Starting with the line containing "For each <instance>, output" and going on through the line containing "positive clicks: (252, 105)", return the lines of the data below exactly, and only those.

--- START ---

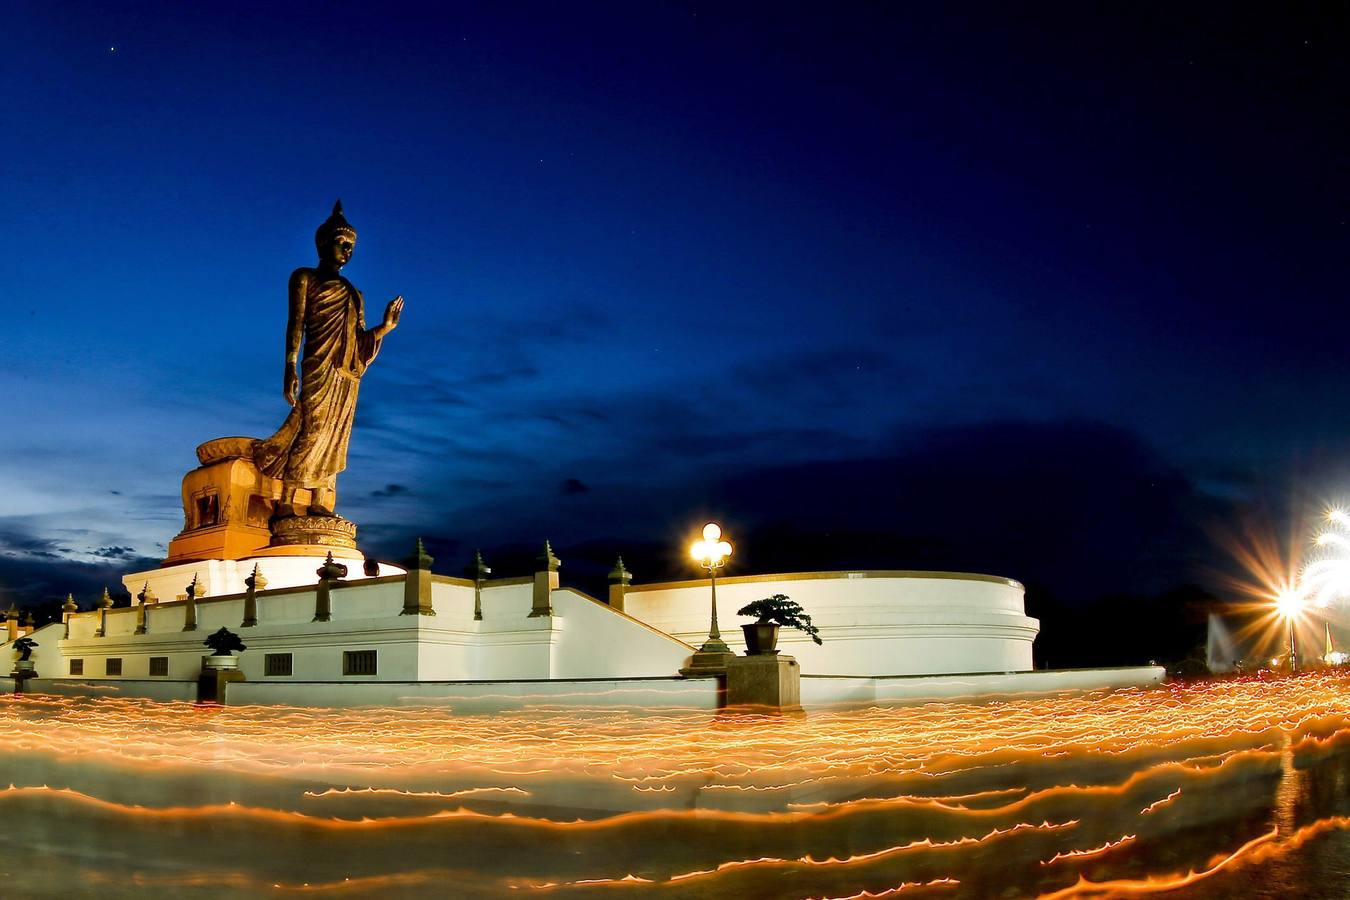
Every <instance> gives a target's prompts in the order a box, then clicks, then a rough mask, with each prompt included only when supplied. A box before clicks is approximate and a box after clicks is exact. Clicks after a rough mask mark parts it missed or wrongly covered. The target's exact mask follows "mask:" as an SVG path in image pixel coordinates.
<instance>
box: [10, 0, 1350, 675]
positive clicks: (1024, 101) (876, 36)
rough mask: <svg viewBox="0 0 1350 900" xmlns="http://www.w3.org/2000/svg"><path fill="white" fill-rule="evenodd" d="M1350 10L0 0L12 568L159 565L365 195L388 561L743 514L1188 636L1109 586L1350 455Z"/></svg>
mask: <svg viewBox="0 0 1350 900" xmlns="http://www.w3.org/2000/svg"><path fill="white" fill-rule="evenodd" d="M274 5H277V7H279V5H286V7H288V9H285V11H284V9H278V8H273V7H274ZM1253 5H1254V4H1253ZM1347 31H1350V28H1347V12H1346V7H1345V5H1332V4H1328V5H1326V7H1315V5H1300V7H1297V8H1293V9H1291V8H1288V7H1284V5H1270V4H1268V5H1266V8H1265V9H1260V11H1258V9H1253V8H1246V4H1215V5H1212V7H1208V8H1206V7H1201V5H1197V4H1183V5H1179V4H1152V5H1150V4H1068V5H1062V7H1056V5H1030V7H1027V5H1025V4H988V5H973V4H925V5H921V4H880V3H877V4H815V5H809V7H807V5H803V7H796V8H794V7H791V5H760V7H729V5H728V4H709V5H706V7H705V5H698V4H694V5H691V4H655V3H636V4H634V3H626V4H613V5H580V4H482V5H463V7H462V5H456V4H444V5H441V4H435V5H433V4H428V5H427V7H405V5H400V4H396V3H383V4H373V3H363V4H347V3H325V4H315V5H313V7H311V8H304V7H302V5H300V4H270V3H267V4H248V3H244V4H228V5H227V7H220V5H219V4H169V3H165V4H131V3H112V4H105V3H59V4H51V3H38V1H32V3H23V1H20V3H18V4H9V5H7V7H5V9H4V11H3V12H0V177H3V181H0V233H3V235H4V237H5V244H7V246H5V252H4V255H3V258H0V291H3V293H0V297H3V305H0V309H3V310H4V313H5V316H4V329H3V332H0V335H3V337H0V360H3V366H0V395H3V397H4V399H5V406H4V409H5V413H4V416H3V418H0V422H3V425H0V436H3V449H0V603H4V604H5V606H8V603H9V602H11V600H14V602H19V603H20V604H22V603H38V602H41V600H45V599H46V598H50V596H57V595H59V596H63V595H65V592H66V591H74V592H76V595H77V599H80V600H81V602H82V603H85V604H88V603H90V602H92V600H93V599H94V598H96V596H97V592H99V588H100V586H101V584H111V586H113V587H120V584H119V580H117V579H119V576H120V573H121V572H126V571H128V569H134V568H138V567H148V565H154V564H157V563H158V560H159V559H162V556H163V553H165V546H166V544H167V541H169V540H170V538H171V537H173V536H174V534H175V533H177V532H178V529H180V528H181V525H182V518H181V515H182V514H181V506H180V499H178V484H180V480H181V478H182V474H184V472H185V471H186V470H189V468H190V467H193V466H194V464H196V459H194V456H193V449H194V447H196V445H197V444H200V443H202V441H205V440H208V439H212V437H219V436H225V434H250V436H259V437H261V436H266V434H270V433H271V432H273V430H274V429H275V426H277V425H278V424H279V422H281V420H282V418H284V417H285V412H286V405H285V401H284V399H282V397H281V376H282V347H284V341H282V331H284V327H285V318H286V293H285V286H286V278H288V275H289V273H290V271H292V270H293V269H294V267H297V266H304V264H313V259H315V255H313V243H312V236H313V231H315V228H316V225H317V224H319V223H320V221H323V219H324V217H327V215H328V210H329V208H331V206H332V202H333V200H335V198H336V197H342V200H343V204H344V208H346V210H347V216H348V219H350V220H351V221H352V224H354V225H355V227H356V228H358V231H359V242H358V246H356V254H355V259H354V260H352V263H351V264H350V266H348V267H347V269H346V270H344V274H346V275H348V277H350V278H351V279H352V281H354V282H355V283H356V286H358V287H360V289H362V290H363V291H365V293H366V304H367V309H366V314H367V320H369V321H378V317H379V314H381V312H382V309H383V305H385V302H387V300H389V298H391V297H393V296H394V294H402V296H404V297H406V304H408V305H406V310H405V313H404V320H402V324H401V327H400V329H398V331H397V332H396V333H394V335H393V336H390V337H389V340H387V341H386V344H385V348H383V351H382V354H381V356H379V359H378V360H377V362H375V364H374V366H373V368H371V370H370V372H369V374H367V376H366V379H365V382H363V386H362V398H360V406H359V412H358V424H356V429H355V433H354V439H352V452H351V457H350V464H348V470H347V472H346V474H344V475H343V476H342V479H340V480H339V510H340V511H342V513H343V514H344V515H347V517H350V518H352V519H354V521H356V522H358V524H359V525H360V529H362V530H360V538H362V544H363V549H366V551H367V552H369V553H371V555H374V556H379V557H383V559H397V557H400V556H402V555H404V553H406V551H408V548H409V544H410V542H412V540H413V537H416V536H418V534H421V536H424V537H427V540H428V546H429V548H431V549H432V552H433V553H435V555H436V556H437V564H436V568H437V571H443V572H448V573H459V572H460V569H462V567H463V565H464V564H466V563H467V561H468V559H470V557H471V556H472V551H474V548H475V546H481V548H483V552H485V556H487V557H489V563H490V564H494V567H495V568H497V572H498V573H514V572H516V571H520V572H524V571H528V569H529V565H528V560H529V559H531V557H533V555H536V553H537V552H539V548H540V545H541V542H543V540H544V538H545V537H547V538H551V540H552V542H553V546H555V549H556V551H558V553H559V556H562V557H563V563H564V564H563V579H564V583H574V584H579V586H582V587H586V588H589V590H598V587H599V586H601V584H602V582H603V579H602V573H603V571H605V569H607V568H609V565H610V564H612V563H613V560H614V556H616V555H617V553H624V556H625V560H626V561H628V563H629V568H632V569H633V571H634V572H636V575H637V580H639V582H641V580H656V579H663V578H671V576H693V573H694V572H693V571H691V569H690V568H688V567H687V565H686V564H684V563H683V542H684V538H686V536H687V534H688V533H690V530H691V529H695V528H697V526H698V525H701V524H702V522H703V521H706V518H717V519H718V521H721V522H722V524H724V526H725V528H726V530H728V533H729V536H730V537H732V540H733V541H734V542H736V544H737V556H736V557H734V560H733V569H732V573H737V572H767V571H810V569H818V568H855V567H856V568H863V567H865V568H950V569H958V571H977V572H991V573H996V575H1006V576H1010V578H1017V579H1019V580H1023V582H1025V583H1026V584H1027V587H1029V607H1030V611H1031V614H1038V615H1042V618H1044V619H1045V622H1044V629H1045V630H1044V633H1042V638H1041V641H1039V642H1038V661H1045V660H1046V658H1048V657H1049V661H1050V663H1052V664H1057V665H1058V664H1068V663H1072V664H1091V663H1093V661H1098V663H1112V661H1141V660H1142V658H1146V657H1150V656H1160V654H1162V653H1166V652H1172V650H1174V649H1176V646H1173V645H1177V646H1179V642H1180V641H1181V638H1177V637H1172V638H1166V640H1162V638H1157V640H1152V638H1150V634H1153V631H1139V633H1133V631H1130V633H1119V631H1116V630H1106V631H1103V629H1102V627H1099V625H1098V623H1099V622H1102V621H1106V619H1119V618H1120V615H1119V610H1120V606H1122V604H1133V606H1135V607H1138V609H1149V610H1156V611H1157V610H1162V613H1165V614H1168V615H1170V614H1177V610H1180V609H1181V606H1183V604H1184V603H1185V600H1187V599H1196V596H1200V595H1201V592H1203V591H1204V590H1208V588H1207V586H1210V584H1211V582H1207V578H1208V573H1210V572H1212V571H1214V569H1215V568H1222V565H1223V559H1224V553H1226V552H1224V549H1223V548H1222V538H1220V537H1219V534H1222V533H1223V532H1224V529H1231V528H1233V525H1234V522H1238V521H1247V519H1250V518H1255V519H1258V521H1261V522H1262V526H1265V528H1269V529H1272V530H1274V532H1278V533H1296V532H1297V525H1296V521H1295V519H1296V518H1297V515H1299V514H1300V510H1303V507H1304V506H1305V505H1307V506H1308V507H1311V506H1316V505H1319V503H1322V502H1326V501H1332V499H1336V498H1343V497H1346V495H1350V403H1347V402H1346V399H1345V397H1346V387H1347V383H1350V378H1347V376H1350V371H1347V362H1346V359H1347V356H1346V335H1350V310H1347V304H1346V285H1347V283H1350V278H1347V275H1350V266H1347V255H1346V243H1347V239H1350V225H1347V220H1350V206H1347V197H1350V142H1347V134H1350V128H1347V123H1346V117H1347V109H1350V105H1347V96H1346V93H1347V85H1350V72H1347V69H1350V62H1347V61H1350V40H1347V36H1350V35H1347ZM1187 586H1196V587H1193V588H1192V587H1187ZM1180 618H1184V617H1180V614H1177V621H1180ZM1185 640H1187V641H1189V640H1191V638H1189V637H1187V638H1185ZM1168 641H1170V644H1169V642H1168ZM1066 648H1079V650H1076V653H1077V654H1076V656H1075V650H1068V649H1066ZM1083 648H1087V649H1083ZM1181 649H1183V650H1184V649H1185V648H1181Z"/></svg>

--- END ---
--- START ---

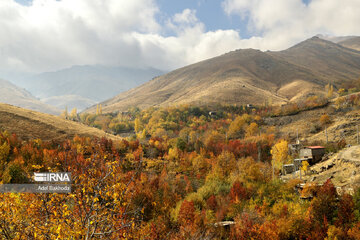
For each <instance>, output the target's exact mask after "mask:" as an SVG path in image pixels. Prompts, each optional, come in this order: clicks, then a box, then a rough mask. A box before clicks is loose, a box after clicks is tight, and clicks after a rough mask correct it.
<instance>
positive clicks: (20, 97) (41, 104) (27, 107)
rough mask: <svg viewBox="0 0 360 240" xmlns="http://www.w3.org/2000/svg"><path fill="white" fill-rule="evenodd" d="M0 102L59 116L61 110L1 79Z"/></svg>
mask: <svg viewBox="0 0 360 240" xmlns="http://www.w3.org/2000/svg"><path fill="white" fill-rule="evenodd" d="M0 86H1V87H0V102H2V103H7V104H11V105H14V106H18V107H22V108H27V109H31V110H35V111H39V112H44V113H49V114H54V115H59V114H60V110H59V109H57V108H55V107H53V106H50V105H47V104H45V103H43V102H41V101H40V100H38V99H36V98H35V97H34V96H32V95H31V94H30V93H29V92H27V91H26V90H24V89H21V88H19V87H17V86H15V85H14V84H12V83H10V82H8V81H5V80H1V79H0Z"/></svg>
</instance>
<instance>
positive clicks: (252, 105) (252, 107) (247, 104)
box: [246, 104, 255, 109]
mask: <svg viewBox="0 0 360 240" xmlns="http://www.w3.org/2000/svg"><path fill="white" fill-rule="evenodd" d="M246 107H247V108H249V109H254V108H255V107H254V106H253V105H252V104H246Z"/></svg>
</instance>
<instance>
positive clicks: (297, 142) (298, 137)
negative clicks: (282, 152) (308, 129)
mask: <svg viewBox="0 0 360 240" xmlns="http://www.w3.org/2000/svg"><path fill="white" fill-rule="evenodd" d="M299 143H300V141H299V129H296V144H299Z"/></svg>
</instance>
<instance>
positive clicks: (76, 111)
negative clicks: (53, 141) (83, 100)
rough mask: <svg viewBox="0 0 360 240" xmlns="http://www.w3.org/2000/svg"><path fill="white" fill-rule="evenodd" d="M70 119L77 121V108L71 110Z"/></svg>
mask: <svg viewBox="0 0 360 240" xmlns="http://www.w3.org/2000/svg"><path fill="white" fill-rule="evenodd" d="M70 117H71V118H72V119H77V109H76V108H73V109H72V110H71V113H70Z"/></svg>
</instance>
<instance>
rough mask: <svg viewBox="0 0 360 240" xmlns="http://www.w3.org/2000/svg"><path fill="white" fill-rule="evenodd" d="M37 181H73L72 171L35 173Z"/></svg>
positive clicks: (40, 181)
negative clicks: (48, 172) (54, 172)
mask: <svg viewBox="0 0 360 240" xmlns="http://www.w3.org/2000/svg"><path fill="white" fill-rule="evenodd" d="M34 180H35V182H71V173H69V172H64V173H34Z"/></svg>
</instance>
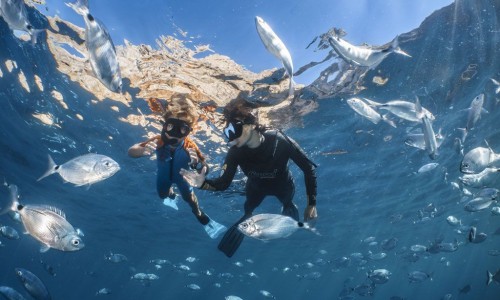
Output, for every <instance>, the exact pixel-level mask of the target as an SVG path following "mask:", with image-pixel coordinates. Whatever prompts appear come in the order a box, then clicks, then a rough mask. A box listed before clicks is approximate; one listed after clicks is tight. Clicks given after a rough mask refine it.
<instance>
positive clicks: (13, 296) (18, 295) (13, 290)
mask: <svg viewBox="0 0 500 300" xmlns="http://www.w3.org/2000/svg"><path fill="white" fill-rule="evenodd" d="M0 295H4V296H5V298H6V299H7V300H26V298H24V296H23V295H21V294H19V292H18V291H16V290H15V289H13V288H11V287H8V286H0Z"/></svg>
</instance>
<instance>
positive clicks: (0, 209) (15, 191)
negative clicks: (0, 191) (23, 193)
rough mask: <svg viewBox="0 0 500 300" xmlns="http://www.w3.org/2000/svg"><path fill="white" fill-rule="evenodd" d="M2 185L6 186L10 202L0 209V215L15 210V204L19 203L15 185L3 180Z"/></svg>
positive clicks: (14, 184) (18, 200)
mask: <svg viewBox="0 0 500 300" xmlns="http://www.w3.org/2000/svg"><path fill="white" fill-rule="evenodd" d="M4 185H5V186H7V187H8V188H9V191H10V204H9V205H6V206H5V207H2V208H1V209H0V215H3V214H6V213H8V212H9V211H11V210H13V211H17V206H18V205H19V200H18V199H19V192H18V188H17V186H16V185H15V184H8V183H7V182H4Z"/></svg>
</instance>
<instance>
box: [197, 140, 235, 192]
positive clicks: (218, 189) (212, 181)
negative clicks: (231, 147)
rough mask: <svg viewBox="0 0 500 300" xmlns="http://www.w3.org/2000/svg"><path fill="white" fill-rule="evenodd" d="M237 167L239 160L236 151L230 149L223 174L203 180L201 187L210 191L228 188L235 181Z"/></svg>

--- END ---

### ANSWER TO THIS PROBLEM:
For each <instance>, output the target's exact mask after "mask:" as an SVG path in image pixels. Prompts, each optional, come in this order: clicks, then a box, then a rough mask. A box before clicks is loose, a box after clicks is tight, and clicks after a rough mask correct it.
<instance>
positive clicks: (20, 97) (41, 104) (27, 107)
rough mask: <svg viewBox="0 0 360 240" xmlns="http://www.w3.org/2000/svg"><path fill="white" fill-rule="evenodd" d="M0 102L59 116L61 110L1 79Z"/></svg>
mask: <svg viewBox="0 0 360 240" xmlns="http://www.w3.org/2000/svg"><path fill="white" fill-rule="evenodd" d="M0 86H1V87H0V102H2V103H7V104H11V105H14V106H18V107H22V108H27V109H31V110H35V111H39V112H44V113H49V114H54V115H59V114H60V110H59V109H57V108H55V107H53V106H50V105H47V104H45V103H43V102H41V101H40V100H38V99H36V98H35V97H34V96H32V95H31V94H30V93H29V92H27V91H26V90H24V89H21V88H19V87H17V86H15V85H14V84H12V83H10V82H8V81H5V80H1V79H0Z"/></svg>
</instance>
<instance>
positive clicks: (252, 105) (252, 107) (247, 104)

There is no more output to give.